#### [WHAT YOU WILL DO]
Say how many lines in the records contain the string "blonde". Nothing but the number should be given.

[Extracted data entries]
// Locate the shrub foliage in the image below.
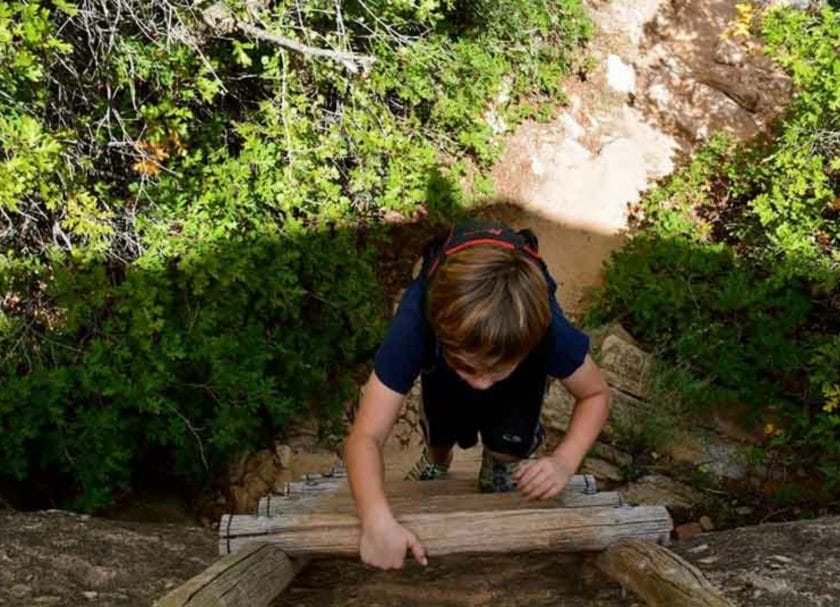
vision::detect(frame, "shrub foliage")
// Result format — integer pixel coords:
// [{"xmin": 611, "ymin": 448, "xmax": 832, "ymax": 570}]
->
[
  {"xmin": 590, "ymin": 5, "xmax": 840, "ymax": 493},
  {"xmin": 0, "ymin": 0, "xmax": 590, "ymax": 509}
]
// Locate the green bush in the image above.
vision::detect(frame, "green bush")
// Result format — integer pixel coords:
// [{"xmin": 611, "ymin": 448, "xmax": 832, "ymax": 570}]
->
[
  {"xmin": 0, "ymin": 0, "xmax": 590, "ymax": 509},
  {"xmin": 590, "ymin": 5, "xmax": 840, "ymax": 493},
  {"xmin": 1, "ymin": 231, "xmax": 384, "ymax": 509}
]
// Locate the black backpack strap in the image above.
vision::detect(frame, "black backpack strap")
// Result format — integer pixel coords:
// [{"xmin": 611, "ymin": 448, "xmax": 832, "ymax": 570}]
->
[
  {"xmin": 517, "ymin": 228, "xmax": 539, "ymax": 252},
  {"xmin": 424, "ymin": 220, "xmax": 542, "ymax": 278}
]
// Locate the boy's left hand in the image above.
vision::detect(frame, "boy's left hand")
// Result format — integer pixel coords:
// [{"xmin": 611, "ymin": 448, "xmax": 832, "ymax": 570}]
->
[{"xmin": 514, "ymin": 455, "xmax": 575, "ymax": 500}]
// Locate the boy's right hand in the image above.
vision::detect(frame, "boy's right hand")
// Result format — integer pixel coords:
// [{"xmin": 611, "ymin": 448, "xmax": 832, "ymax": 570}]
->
[{"xmin": 359, "ymin": 515, "xmax": 428, "ymax": 570}]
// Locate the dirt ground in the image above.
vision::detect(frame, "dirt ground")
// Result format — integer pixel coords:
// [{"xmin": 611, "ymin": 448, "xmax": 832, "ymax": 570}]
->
[
  {"xmin": 0, "ymin": 510, "xmax": 216, "ymax": 606},
  {"xmin": 273, "ymin": 554, "xmax": 634, "ymax": 607}
]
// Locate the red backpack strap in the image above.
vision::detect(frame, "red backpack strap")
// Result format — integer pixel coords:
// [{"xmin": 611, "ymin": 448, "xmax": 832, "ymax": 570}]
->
[{"xmin": 425, "ymin": 220, "xmax": 542, "ymax": 278}]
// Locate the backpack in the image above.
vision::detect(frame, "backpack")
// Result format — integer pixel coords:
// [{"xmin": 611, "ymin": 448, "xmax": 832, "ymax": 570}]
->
[{"xmin": 421, "ymin": 218, "xmax": 542, "ymax": 279}]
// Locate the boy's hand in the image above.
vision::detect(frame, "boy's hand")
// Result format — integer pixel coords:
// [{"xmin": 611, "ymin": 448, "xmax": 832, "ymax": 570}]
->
[
  {"xmin": 514, "ymin": 455, "xmax": 575, "ymax": 500},
  {"xmin": 359, "ymin": 515, "xmax": 428, "ymax": 570}
]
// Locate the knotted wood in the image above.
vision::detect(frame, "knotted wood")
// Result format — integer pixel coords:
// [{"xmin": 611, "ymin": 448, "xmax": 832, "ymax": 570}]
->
[{"xmin": 595, "ymin": 538, "xmax": 734, "ymax": 607}]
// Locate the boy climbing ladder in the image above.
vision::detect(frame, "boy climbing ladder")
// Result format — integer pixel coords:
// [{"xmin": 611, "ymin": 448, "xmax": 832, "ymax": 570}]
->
[{"xmin": 344, "ymin": 218, "xmax": 611, "ymax": 570}]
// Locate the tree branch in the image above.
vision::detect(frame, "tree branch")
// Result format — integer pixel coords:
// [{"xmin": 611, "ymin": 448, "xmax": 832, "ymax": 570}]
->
[{"xmin": 201, "ymin": 3, "xmax": 375, "ymax": 74}]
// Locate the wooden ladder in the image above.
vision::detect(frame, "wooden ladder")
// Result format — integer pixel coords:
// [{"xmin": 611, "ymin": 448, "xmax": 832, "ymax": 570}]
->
[{"xmin": 157, "ymin": 448, "xmax": 732, "ymax": 607}]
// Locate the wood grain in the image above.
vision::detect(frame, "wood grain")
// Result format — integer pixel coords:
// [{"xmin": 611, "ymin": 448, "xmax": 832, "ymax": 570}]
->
[
  {"xmin": 595, "ymin": 538, "xmax": 734, "ymax": 607},
  {"xmin": 257, "ymin": 474, "xmax": 598, "ymax": 516},
  {"xmin": 221, "ymin": 505, "xmax": 672, "ymax": 556},
  {"xmin": 260, "ymin": 488, "xmax": 621, "ymax": 516},
  {"xmin": 154, "ymin": 543, "xmax": 307, "ymax": 607}
]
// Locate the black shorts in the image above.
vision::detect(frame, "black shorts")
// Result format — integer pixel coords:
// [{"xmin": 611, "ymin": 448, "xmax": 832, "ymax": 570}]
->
[{"xmin": 419, "ymin": 342, "xmax": 548, "ymax": 459}]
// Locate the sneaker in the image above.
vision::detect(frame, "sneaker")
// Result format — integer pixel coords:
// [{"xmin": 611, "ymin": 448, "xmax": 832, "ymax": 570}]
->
[
  {"xmin": 478, "ymin": 449, "xmax": 520, "ymax": 493},
  {"xmin": 404, "ymin": 448, "xmax": 450, "ymax": 481}
]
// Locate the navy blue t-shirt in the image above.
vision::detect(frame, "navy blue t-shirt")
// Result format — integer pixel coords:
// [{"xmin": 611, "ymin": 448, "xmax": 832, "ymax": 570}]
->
[{"xmin": 374, "ymin": 270, "xmax": 590, "ymax": 395}]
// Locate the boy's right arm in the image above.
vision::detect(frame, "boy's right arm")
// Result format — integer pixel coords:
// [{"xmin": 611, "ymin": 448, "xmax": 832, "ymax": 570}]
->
[{"xmin": 344, "ymin": 370, "xmax": 428, "ymax": 570}]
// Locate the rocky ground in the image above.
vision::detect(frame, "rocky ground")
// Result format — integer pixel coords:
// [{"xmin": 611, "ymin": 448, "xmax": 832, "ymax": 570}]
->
[
  {"xmin": 3, "ymin": 507, "xmax": 837, "ymax": 607},
  {"xmin": 492, "ymin": 0, "xmax": 791, "ymax": 315},
  {"xmin": 0, "ymin": 510, "xmax": 216, "ymax": 606}
]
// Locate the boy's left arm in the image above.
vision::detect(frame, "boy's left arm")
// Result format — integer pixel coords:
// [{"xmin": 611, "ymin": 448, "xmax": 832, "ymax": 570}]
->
[{"xmin": 514, "ymin": 354, "xmax": 611, "ymax": 500}]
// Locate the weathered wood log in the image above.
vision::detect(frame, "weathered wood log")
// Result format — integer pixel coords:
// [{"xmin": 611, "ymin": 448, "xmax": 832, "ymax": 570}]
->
[
  {"xmin": 260, "ymin": 488, "xmax": 622, "ymax": 517},
  {"xmin": 258, "ymin": 474, "xmax": 598, "ymax": 516},
  {"xmin": 155, "ymin": 543, "xmax": 307, "ymax": 607},
  {"xmin": 221, "ymin": 468, "xmax": 348, "ymax": 555},
  {"xmin": 220, "ymin": 505, "xmax": 672, "ymax": 556},
  {"xmin": 595, "ymin": 538, "xmax": 734, "ymax": 607}
]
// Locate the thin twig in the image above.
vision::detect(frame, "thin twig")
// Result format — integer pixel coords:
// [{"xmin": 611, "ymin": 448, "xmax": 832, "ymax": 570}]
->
[
  {"xmin": 236, "ymin": 20, "xmax": 374, "ymax": 73},
  {"xmin": 170, "ymin": 406, "xmax": 209, "ymax": 471}
]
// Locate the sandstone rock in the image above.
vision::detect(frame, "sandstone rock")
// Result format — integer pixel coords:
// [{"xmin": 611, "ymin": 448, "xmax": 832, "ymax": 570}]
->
[
  {"xmin": 666, "ymin": 433, "xmax": 750, "ymax": 481},
  {"xmin": 242, "ymin": 472, "xmax": 270, "ymax": 506},
  {"xmin": 274, "ymin": 443, "xmax": 293, "ymax": 468},
  {"xmin": 714, "ymin": 40, "xmax": 745, "ymax": 66},
  {"xmin": 606, "ymin": 55, "xmax": 636, "ymax": 94},
  {"xmin": 484, "ymin": 108, "xmax": 508, "ymax": 135},
  {"xmin": 761, "ymin": 0, "xmax": 820, "ymax": 7},
  {"xmin": 589, "ymin": 442, "xmax": 633, "ymax": 469},
  {"xmin": 590, "ymin": 0, "xmax": 662, "ymax": 45},
  {"xmin": 228, "ymin": 451, "xmax": 249, "ymax": 484},
  {"xmin": 258, "ymin": 460, "xmax": 279, "ymax": 488},
  {"xmin": 607, "ymin": 389, "xmax": 653, "ymax": 440},
  {"xmin": 230, "ymin": 484, "xmax": 253, "ymax": 514},
  {"xmin": 622, "ymin": 474, "xmax": 709, "ymax": 515},
  {"xmin": 542, "ymin": 381, "xmax": 650, "ymax": 440},
  {"xmin": 541, "ymin": 381, "xmax": 576, "ymax": 433},
  {"xmin": 246, "ymin": 449, "xmax": 274, "ymax": 474},
  {"xmin": 598, "ymin": 335, "xmax": 653, "ymax": 399},
  {"xmin": 592, "ymin": 323, "xmax": 639, "ymax": 350},
  {"xmin": 675, "ymin": 522, "xmax": 704, "ymax": 541},
  {"xmin": 581, "ymin": 457, "xmax": 624, "ymax": 483},
  {"xmin": 646, "ymin": 83, "xmax": 671, "ymax": 110},
  {"xmin": 674, "ymin": 516, "xmax": 840, "ymax": 606},
  {"xmin": 558, "ymin": 112, "xmax": 585, "ymax": 140}
]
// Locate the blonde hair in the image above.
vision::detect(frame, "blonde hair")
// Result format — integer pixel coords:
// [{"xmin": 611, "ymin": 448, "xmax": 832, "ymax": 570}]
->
[{"xmin": 427, "ymin": 245, "xmax": 551, "ymax": 373}]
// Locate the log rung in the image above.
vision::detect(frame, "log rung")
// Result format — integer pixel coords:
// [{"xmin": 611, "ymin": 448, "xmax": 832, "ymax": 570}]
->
[
  {"xmin": 258, "ymin": 488, "xmax": 623, "ymax": 517},
  {"xmin": 259, "ymin": 473, "xmax": 598, "ymax": 516},
  {"xmin": 221, "ymin": 505, "xmax": 673, "ymax": 557}
]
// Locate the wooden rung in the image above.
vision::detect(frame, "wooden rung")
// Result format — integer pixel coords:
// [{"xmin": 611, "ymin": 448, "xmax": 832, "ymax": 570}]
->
[
  {"xmin": 220, "ymin": 505, "xmax": 672, "ymax": 556},
  {"xmin": 257, "ymin": 474, "xmax": 598, "ymax": 516},
  {"xmin": 259, "ymin": 488, "xmax": 621, "ymax": 517}
]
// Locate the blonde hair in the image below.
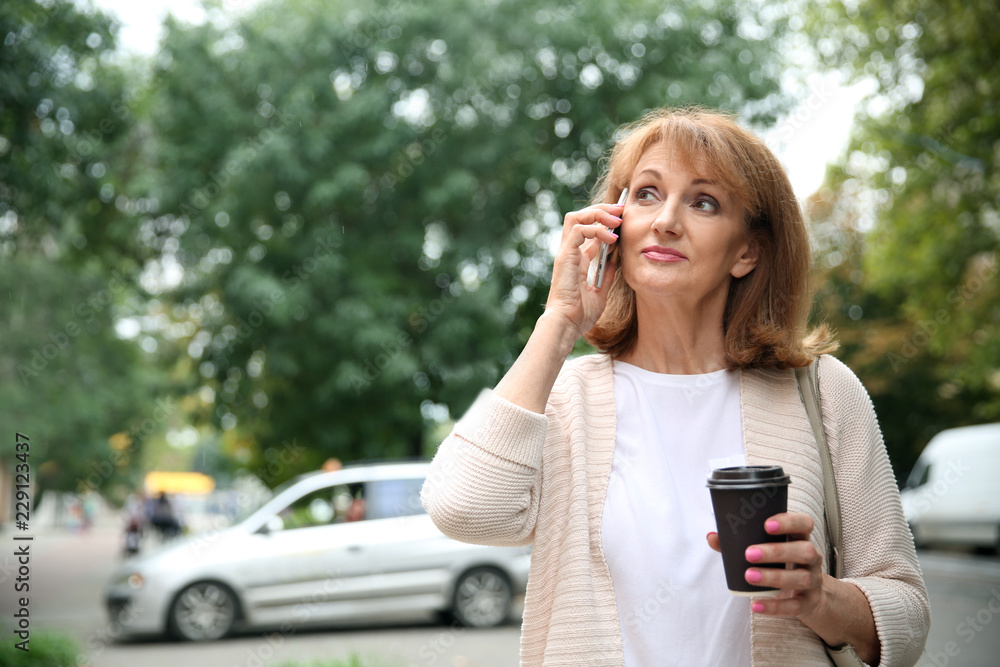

#### [EXERCISE ANSWER]
3